Job A: In the essay on disorder in society and the family, what is the title of the recently re-published book by Jesuit Father Paul Quay?
Job B: Write what comes next in the essay on disorder in society and the family, starting after its final sentence.

It would be bad news if one loved sin or hated God’s creation. It’s certainly good news for those who love God’s creatures because God made them and they reflect aspects of his goodness, truth and beauty. It’s good news too for those who desire the happiness of Heaven above all else. And, in light of the following words from St. Elizabeth Ann Seton, this good news is also a word of wisdom and warning regarding one of the greatest needs of our time: “Disorder in the society is the result of disorder in the family.”

Who can deny that there’s disorder in our society? And who can deny that there’s disorder in the family? I’ve written in recent weeks on the spiritual and social attacks upon women as women and men as men. What’s the way out of the chaos that we find ourselves in?

The answer is as profound and comprehensive as it is simple. The answer is: “The love of God.” By that I mean the love that God has for his creation—the love from which and for which he made the universe, and especially the privilege and glory he offers us humans made in his image and likeness. And that love must be reciprocated. When we see that we are “wonderfully made” (Psalm 139:14), how can we not be grateful? When we come to understand that his wisdom and goodness are inscribed into the very fabric of creation (especially the human body and soul!), how can we do anything other than embrace our identity, dignity and destiny as men and women made by and for God?

In all creation, only the human body, the human soul, and human relations can serve as images of the relationship between Christ and his Church, and can serve as images of the very life of the Holy Trinity. These perennial truths are ably summarized and explained in the recently re-published book, The Christian Meaning of Human Sexuality.  There Jesuit Father Paul Quay makes clear that the sane and the wise will delight in humans being made as male or female, made for each other, made for indissoluble marriage, for the begetting and rearing of children. He also makes clear the dignity of the complementary calling of consecrated chastity.

Given information:
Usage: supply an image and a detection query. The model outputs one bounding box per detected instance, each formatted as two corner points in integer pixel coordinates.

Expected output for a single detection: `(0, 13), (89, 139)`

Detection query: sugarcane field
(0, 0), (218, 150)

Task result A: The Christian Meaning of Human Sexuality

Task result B:
Quay insists that the perfection of human life is the life of Jesus, and in association with him, his Blessed Mother Mary. Inspired by Dante’s cry in the Paradiso (canto 3, line 85), “In his will is our peace!,” Quay writes:

The symbolism of Christian marriage reaches even as far as the Beatific Vision—that absolute and perfect union of man with God that constitutes our utter happiness—that Scripture describes as the wedding feast of the Lamb and the final consummation of his marriage with his Church. The Church will then be united with her Spouse in a spiritual ecstasy as she enters the joy of her Lord … God, on  his part, will rejoice totally in  his creatures now made perfect, now fully his, now at last what he intended from the beginning, in every way in his image, Jesus our Lord, and according to the likeness that is his Spirit … If God has created marital union to signify these great mysteries of the faith, how great a responsibility, then lies on married couples (and, in their own way, on all the unmarried) so to act that this meaning and significance is fully preserved in their action and is meant and intended by them … Christ is the norm. His relations to his Father and to his Bride, the Church, form the norms for union among Christians in their marriages and families.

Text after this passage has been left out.